Exercise details - Go line by line through the data and copy those with the word "right".

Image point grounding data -
::::

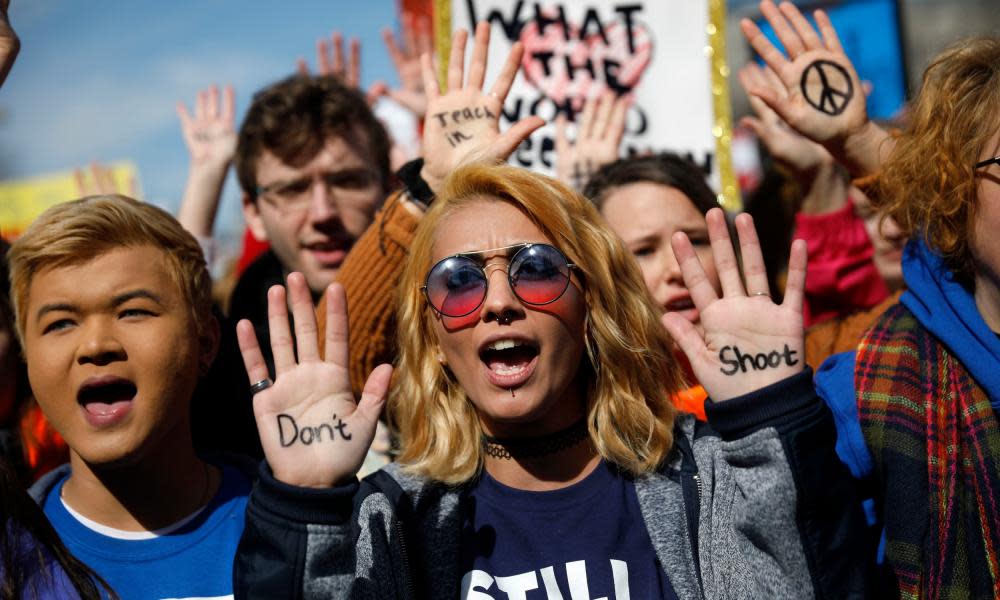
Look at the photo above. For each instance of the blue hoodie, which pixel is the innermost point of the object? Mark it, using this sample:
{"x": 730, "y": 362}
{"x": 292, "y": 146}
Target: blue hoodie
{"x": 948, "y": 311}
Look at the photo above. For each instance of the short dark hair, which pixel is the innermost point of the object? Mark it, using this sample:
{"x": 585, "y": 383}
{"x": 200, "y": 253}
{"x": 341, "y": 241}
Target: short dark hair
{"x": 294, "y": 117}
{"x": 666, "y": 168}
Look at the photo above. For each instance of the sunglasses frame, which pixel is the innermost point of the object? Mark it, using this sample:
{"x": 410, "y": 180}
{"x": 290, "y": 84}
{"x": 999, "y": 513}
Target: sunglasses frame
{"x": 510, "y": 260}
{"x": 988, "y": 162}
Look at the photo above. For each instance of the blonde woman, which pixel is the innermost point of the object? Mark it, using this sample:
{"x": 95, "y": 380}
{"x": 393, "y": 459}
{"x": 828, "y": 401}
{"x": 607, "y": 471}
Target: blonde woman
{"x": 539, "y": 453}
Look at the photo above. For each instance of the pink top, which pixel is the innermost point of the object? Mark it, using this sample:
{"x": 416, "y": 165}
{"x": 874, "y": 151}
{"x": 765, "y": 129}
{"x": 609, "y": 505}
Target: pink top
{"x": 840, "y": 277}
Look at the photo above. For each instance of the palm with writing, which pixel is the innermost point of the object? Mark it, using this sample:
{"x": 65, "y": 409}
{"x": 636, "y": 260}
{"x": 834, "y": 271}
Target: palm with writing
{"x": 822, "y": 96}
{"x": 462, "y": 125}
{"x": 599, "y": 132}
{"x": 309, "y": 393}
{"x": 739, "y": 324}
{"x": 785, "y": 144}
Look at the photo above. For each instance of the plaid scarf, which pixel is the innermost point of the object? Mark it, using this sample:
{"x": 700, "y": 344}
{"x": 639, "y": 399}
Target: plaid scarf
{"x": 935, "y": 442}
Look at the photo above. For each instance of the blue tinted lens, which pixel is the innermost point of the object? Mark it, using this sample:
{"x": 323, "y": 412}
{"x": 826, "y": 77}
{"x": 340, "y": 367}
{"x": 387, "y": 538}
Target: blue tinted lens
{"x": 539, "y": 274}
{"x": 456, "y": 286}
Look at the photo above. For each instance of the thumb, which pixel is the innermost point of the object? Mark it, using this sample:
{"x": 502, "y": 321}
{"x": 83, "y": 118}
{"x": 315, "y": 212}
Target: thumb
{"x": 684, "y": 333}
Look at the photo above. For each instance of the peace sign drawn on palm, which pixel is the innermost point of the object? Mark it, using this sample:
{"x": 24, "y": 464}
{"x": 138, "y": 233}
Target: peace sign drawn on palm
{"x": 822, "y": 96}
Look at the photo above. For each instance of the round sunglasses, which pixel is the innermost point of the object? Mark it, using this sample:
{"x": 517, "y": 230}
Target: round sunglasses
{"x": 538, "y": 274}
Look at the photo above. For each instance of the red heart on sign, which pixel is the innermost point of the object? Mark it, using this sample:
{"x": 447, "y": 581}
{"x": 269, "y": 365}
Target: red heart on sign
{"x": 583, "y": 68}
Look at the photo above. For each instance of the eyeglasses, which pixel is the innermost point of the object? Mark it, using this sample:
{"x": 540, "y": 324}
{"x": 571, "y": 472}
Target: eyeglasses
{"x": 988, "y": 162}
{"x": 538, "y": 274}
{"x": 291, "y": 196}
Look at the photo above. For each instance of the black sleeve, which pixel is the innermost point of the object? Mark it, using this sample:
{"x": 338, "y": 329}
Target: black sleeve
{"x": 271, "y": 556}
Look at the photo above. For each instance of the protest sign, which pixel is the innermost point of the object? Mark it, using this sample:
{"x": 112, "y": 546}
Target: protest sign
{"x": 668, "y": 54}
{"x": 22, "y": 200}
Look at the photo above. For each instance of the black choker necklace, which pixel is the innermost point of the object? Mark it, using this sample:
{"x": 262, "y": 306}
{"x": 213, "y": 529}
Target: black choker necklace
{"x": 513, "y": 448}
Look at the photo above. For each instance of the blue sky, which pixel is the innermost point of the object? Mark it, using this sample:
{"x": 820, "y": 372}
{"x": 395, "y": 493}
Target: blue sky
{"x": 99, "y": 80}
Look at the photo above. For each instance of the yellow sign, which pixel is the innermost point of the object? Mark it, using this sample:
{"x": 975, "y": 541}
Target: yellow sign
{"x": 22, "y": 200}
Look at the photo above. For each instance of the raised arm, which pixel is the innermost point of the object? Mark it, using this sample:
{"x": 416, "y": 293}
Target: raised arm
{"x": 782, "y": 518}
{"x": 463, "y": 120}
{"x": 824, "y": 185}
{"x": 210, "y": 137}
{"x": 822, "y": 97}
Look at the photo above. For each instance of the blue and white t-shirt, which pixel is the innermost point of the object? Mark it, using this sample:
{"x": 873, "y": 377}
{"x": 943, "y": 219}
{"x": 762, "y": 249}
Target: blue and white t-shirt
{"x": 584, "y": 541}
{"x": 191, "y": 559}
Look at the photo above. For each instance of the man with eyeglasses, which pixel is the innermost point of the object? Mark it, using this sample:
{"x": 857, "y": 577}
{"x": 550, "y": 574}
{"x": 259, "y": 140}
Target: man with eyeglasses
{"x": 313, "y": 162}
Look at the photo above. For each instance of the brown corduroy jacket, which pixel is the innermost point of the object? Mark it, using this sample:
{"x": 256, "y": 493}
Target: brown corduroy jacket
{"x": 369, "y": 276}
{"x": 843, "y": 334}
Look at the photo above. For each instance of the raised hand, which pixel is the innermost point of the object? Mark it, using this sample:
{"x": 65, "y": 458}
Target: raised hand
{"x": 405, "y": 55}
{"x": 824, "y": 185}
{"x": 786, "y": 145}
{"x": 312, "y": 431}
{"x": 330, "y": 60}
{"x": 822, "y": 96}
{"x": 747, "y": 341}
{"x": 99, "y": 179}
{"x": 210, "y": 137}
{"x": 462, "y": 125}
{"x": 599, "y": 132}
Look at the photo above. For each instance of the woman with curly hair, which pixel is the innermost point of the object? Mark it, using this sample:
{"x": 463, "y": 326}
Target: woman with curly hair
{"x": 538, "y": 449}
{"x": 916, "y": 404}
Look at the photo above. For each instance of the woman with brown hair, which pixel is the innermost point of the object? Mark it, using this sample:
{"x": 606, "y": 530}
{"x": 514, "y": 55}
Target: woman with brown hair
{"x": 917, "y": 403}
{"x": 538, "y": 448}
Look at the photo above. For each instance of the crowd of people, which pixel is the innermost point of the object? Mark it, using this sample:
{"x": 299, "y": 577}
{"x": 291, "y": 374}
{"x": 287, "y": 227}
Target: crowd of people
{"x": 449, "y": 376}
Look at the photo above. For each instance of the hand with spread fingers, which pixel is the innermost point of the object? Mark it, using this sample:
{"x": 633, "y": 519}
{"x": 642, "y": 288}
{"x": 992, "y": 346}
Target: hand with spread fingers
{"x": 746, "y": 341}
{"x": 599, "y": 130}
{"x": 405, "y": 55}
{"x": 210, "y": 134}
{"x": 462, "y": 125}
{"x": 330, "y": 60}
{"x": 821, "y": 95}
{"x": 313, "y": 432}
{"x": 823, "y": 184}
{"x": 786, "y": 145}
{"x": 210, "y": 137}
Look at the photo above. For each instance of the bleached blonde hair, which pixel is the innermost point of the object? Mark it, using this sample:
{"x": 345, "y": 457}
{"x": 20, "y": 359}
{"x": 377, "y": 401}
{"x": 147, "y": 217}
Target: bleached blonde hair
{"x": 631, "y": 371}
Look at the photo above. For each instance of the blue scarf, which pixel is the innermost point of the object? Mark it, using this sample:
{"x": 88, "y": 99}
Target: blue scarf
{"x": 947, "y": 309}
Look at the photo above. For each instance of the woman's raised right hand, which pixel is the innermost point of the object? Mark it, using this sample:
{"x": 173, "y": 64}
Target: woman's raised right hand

::::

The answer -
Look at the photo above. For each instance of the woman's raised right hand, which pixel is the innermost point of the object? Mark it, using this sample:
Target: woman's raised right hand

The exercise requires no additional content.